▶ _Box annotations for photos_
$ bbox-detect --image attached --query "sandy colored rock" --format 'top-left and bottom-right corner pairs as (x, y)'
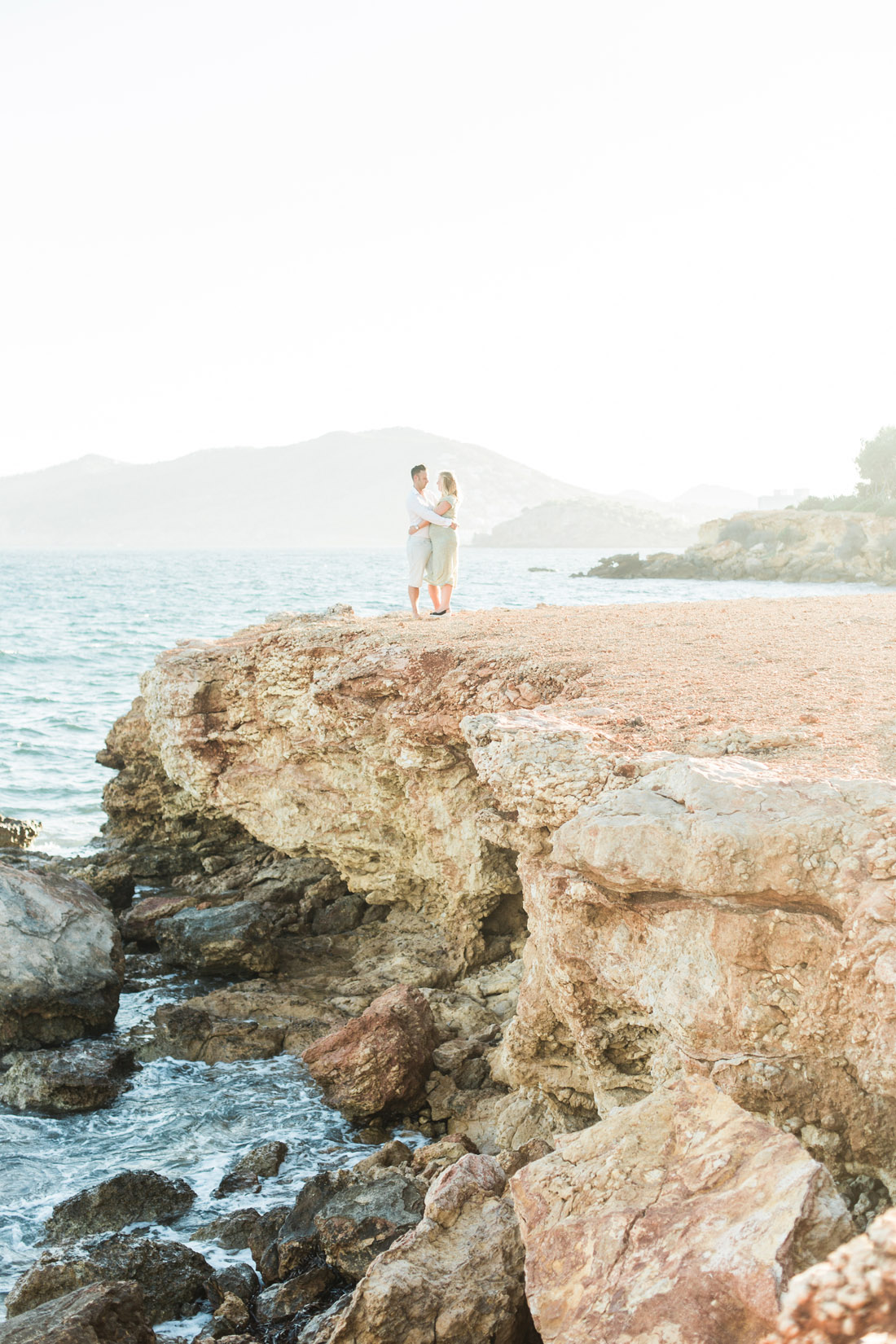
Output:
(302, 985), (438, 1118)
(512, 1079), (850, 1344)
(0, 1280), (156, 1344)
(103, 594), (896, 1177)
(320, 1153), (534, 1344)
(0, 863), (124, 1050)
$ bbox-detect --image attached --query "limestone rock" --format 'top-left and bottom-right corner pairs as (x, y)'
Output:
(213, 1139), (289, 1199)
(133, 999), (285, 1065)
(763, 1208), (896, 1344)
(155, 901), (277, 976)
(0, 863), (124, 1050)
(492, 757), (896, 1188)
(0, 1280), (156, 1344)
(7, 1234), (215, 1325)
(0, 816), (40, 850)
(44, 1171), (196, 1242)
(118, 891), (199, 945)
(513, 1079), (852, 1344)
(196, 1208), (262, 1251)
(321, 1154), (534, 1344)
(302, 985), (438, 1118)
(0, 1040), (136, 1116)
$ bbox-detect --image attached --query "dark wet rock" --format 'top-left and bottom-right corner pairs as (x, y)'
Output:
(302, 985), (439, 1119)
(44, 850), (136, 910)
(0, 1282), (156, 1344)
(314, 1170), (423, 1282)
(290, 1293), (352, 1344)
(7, 1232), (215, 1325)
(0, 816), (40, 850)
(254, 1265), (339, 1325)
(195, 1208), (262, 1251)
(156, 901), (277, 976)
(133, 1004), (286, 1065)
(312, 891), (367, 934)
(118, 891), (197, 947)
(0, 863), (124, 1050)
(205, 1262), (261, 1311)
(266, 1171), (354, 1284)
(213, 1140), (289, 1199)
(0, 1040), (137, 1116)
(44, 1171), (196, 1243)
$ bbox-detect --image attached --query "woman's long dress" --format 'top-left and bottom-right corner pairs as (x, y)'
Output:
(426, 494), (457, 587)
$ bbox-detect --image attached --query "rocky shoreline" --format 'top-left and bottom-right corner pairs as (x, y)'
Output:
(573, 509), (896, 586)
(0, 613), (896, 1344)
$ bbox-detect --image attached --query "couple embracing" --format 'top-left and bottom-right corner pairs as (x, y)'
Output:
(407, 463), (457, 620)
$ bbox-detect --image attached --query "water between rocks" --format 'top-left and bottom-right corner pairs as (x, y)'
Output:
(0, 951), (381, 1338)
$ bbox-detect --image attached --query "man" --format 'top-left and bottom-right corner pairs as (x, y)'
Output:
(407, 463), (457, 621)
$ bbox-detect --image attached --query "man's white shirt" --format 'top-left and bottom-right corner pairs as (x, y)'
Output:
(407, 486), (451, 527)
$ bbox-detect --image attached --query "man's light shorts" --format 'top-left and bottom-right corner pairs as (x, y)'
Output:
(407, 532), (433, 587)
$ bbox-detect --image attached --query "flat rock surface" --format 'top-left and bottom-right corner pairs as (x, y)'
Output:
(0, 863), (124, 1050)
(365, 596), (896, 778)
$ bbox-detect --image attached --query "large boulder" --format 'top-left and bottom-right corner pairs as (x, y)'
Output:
(155, 901), (277, 976)
(44, 1171), (196, 1242)
(321, 1153), (534, 1344)
(0, 863), (124, 1050)
(512, 1078), (852, 1344)
(302, 985), (439, 1118)
(314, 1168), (423, 1282)
(7, 1232), (215, 1325)
(0, 1280), (156, 1344)
(763, 1208), (896, 1344)
(0, 1040), (136, 1116)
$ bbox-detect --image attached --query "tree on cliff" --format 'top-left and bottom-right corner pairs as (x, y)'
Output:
(798, 424), (896, 516)
(856, 424), (896, 500)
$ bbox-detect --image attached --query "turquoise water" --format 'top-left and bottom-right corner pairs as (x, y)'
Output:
(0, 548), (873, 854)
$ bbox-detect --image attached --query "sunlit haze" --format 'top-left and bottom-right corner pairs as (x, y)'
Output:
(0, 0), (896, 498)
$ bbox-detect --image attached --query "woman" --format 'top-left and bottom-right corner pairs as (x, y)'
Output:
(408, 472), (458, 616)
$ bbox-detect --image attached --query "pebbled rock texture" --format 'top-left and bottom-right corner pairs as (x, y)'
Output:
(318, 1153), (536, 1344)
(0, 1040), (137, 1116)
(7, 1232), (215, 1325)
(0, 863), (124, 1050)
(302, 985), (439, 1119)
(513, 1079), (852, 1344)
(763, 1208), (896, 1344)
(0, 1280), (156, 1344)
(103, 610), (896, 1188)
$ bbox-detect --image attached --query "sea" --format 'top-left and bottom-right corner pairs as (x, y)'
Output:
(0, 547), (876, 1340)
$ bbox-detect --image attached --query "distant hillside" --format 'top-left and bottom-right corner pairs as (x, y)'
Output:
(0, 428), (601, 548)
(474, 498), (697, 550)
(614, 485), (758, 527)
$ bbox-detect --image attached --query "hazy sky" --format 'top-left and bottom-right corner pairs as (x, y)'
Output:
(0, 0), (896, 494)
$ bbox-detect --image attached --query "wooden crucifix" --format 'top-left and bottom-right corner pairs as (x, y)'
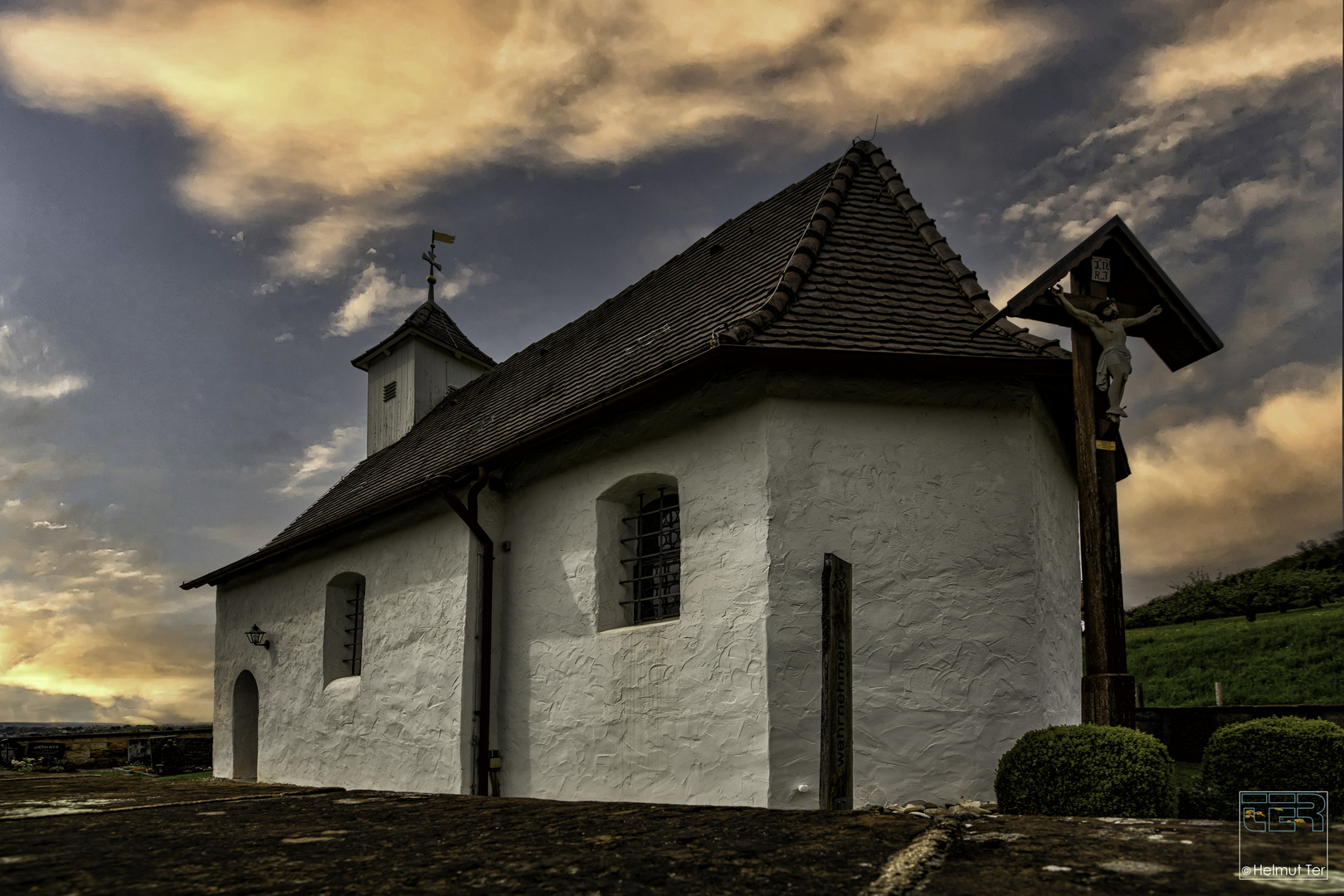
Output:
(977, 217), (1223, 728)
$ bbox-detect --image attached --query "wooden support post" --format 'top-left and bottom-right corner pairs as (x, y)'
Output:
(819, 553), (854, 809)
(1071, 269), (1134, 728)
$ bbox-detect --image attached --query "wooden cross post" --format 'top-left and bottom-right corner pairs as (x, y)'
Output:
(994, 215), (1223, 728)
(1064, 266), (1134, 728)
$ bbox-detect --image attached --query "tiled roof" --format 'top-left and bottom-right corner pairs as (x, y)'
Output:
(184, 141), (1069, 587)
(351, 292), (494, 369)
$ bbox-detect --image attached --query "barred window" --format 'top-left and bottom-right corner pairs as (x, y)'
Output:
(341, 582), (364, 675)
(323, 572), (364, 684)
(620, 488), (681, 625)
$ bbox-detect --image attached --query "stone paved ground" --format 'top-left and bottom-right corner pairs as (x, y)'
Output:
(0, 772), (1344, 896)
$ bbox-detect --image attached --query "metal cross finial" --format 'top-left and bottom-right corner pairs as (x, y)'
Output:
(421, 230), (457, 302)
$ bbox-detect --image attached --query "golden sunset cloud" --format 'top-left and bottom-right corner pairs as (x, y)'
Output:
(0, 0), (1054, 278)
(1136, 0), (1344, 105)
(1119, 365), (1344, 579)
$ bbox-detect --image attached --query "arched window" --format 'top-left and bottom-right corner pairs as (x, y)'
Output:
(323, 572), (364, 684)
(620, 485), (681, 625)
(597, 473), (681, 631)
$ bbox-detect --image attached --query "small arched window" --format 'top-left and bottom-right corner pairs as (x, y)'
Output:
(323, 572), (364, 684)
(621, 486), (681, 625)
(597, 473), (681, 631)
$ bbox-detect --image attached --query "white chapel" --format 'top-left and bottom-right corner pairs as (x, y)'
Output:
(183, 141), (1082, 809)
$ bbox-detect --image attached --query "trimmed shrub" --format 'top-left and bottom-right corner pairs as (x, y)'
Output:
(1203, 716), (1344, 821)
(995, 725), (1176, 818)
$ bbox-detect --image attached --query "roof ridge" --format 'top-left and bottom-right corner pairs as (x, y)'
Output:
(850, 139), (1071, 358)
(711, 144), (863, 345)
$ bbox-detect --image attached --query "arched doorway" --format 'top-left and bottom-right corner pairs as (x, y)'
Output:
(234, 669), (261, 781)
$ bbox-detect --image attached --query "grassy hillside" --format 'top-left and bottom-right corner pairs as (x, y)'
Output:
(1125, 603), (1344, 707)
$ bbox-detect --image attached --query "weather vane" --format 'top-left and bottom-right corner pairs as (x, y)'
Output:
(421, 230), (457, 302)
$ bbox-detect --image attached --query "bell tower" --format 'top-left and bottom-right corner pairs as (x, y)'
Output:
(351, 231), (494, 454)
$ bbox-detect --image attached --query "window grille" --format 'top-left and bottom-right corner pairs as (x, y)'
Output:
(621, 488), (681, 625)
(343, 582), (364, 675)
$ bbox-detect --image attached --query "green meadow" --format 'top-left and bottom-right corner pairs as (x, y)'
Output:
(1125, 603), (1344, 707)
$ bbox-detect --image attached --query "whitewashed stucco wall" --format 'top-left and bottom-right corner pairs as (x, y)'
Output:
(215, 368), (1080, 809)
(767, 384), (1080, 807)
(500, 406), (769, 806)
(215, 514), (475, 792)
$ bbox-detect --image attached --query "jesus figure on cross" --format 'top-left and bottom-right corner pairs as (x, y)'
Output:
(1049, 286), (1162, 423)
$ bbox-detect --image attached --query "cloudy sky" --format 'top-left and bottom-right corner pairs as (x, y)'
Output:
(0, 0), (1344, 722)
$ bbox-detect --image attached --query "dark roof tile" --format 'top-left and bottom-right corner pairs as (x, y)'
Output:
(192, 141), (1069, 587)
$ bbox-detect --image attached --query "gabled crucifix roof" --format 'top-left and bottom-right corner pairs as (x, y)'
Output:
(1003, 215), (1223, 371)
(351, 298), (494, 371)
(183, 141), (1070, 587)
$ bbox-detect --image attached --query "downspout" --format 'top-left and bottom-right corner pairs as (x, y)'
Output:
(430, 466), (499, 796)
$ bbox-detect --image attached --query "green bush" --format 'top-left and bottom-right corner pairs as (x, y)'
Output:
(995, 725), (1176, 818)
(1201, 716), (1344, 821)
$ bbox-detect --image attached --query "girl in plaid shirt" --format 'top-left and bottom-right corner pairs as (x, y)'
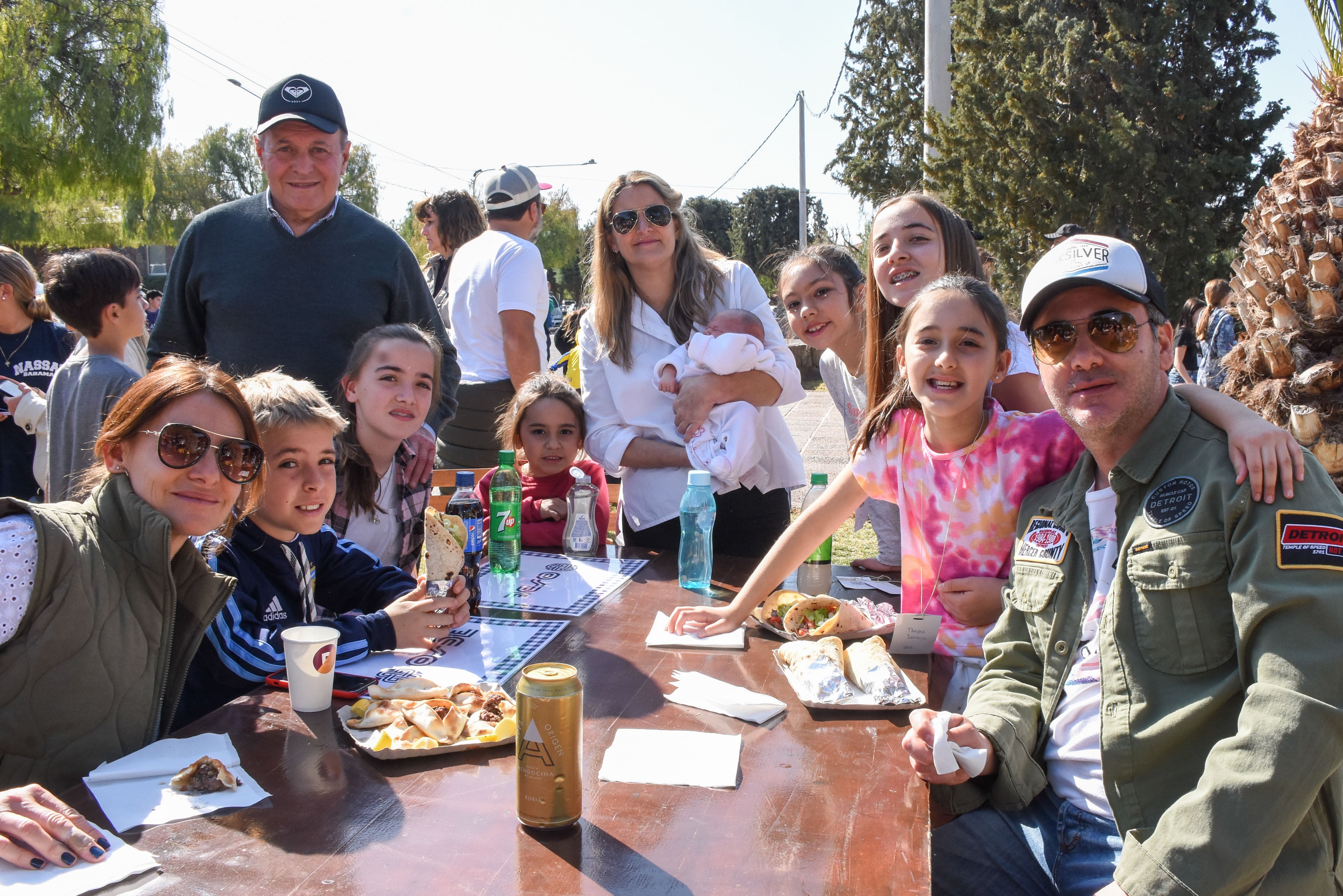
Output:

▶ _Short task_
Return each line above that contains the string "shirt", treating uppercase and lowercase as different.

▶ _Answer_
$ bbox-detect --image attached --query "man's white shirt" --format 'top-left and bottom-right corner pairs as (x, y)'
$ bbox-detect --image attached --query "girl in plaid shirt" --format 'top-left and bottom-right corner pairs as (x, y)'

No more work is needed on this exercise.